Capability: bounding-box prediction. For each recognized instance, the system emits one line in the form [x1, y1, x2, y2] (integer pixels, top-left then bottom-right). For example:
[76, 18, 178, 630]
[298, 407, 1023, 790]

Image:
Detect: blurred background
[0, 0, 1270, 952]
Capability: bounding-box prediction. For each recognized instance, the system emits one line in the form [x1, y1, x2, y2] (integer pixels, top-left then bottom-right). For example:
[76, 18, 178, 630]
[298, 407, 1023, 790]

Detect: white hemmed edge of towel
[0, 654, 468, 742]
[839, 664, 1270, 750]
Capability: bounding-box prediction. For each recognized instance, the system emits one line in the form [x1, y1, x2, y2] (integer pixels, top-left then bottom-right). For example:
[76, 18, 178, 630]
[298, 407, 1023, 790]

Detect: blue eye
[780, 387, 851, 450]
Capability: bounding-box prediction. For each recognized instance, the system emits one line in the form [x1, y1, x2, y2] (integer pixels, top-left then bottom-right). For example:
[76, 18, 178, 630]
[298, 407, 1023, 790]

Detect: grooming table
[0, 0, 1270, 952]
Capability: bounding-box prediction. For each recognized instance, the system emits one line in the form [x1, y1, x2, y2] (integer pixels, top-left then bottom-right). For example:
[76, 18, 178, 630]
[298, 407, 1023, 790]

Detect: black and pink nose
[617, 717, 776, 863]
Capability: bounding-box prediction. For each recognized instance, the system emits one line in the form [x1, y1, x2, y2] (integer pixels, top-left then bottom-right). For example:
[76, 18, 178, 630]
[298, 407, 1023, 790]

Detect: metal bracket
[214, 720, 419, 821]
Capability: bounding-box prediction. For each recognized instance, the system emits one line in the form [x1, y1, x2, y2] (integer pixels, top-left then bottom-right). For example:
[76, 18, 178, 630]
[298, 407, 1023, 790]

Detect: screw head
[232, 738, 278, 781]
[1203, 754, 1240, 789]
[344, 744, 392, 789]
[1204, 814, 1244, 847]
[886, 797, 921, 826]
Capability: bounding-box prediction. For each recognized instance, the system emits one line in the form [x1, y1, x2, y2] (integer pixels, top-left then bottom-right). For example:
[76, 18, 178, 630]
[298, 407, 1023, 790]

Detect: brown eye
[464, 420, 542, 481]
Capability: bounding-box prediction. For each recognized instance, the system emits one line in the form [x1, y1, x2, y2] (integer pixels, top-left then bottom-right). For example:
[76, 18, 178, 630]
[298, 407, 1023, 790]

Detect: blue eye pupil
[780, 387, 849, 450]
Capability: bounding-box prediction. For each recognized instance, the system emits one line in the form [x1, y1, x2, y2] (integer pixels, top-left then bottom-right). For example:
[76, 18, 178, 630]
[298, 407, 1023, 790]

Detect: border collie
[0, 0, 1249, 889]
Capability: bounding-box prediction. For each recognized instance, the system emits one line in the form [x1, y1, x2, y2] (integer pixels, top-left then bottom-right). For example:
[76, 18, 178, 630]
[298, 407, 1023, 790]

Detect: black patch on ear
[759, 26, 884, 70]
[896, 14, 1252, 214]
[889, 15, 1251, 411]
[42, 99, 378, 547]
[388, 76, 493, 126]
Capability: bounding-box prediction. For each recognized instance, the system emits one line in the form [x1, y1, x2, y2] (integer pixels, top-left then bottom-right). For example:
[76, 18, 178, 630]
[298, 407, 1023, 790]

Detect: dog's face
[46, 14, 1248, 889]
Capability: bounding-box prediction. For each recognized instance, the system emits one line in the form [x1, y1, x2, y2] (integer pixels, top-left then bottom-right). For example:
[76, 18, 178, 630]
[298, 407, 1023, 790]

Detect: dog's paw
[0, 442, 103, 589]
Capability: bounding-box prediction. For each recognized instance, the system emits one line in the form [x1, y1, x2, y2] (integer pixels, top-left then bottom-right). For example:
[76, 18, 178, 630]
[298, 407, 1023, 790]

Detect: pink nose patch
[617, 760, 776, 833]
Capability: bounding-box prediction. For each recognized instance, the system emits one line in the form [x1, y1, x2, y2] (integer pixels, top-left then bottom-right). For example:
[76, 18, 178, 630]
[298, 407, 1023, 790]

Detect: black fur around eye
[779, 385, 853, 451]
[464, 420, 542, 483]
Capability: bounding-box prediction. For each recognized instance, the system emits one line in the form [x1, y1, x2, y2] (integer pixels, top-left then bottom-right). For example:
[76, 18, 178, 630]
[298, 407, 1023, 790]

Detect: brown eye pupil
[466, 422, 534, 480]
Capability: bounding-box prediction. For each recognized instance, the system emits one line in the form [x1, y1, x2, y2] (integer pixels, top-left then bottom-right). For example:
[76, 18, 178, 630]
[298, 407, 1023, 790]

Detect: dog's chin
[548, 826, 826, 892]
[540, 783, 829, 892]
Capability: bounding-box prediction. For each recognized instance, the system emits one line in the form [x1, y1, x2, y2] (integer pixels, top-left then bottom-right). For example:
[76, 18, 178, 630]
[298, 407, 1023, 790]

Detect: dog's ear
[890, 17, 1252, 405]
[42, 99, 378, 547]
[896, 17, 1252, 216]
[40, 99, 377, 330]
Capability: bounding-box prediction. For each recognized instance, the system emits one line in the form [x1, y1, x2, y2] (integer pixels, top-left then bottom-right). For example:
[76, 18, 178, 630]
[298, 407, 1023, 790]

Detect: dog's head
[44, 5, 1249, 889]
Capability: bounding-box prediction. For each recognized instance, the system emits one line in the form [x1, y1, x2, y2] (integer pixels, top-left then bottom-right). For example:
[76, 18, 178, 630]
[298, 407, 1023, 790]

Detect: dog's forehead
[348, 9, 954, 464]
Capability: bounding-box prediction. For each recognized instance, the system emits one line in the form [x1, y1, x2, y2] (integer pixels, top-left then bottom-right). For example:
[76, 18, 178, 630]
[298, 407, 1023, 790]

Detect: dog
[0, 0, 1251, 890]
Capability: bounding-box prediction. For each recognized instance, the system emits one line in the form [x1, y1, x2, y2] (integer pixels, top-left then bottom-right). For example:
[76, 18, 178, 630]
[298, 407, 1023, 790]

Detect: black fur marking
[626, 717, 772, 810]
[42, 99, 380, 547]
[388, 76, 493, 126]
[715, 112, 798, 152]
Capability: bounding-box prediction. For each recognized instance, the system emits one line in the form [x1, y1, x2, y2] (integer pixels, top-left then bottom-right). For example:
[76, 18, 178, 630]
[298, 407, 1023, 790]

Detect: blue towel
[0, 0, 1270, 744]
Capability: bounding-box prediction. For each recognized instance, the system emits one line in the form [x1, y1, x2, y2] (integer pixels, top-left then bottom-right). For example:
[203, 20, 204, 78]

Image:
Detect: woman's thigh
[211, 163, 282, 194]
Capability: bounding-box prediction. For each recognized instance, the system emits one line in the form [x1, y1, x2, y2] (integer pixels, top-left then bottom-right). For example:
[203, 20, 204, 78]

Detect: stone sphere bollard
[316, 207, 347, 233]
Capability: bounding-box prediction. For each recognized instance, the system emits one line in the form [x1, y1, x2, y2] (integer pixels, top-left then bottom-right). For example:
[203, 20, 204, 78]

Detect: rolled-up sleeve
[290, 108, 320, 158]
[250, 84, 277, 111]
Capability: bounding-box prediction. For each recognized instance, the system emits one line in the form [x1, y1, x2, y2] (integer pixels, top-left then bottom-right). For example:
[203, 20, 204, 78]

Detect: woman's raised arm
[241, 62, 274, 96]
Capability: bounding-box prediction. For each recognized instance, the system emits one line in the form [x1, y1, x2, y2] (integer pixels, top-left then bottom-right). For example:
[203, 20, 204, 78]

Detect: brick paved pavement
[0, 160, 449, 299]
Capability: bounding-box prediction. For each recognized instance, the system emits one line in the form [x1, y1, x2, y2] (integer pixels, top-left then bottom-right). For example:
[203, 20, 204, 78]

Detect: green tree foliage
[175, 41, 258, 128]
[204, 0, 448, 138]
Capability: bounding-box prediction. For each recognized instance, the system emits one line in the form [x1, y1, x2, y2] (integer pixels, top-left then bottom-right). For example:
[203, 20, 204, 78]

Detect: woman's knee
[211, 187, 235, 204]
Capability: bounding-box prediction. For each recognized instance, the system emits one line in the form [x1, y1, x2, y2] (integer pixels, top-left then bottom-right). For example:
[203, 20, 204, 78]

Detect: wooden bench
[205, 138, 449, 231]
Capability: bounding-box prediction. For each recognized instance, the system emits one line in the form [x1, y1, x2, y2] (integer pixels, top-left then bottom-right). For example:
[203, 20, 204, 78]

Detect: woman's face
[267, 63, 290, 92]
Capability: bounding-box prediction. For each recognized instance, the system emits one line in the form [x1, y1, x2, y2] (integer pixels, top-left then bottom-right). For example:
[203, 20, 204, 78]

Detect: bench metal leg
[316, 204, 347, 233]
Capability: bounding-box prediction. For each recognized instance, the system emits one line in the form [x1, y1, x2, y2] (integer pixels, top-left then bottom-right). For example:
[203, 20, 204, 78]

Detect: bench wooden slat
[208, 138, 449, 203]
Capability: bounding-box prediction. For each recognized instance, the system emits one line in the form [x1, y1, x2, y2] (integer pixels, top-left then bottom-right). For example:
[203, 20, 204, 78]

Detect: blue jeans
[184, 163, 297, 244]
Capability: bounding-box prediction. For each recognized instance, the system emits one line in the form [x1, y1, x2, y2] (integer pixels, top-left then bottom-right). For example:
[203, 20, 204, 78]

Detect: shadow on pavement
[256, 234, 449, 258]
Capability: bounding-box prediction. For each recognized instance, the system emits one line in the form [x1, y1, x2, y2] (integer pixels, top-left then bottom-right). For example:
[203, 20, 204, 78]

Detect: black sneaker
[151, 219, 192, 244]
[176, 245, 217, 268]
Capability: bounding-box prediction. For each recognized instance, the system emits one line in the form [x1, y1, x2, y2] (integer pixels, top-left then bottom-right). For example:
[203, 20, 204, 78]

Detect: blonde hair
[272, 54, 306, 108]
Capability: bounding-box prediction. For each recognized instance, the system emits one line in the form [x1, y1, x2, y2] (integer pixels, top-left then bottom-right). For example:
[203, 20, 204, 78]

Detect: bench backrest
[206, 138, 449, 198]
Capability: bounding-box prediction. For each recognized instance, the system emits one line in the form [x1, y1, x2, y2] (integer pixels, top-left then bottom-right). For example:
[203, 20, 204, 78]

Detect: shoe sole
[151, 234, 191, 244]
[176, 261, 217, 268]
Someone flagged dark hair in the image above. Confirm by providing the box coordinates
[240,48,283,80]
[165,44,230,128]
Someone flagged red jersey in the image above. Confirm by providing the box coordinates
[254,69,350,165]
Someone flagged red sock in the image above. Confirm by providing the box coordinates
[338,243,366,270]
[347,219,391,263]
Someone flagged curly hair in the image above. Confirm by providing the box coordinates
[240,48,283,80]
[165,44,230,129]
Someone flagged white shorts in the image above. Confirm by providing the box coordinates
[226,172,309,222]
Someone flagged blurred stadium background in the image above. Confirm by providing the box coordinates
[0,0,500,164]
---
[AIM] Write out the lines above from the one containing "Someone flagged dark" through the last, exactly as they are.

[THE SOLUTION]
Someone flagged dark hair in the image above. Confirm by providing the box coordinates
[240,48,283,80]
[165,44,230,128]
Someone flagged red jersey in the image above. Confirm by providing the box coordinates
[254,69,350,165]
Someone flagged red sock in the image above. Confirm by providing the box coordinates
[338,243,366,270]
[347,219,391,263]
Someone flagged curly hair in the image above. Confirm by providing the box coordinates
[240,48,283,80]
[165,44,230,129]
Someone flagged white shorts in the image above. Confirm by providing the box coordinates
[226,172,309,222]
Someone flagged blurred stadium background in the image above. Confirm by providing the box coordinates
[0,0,500,164]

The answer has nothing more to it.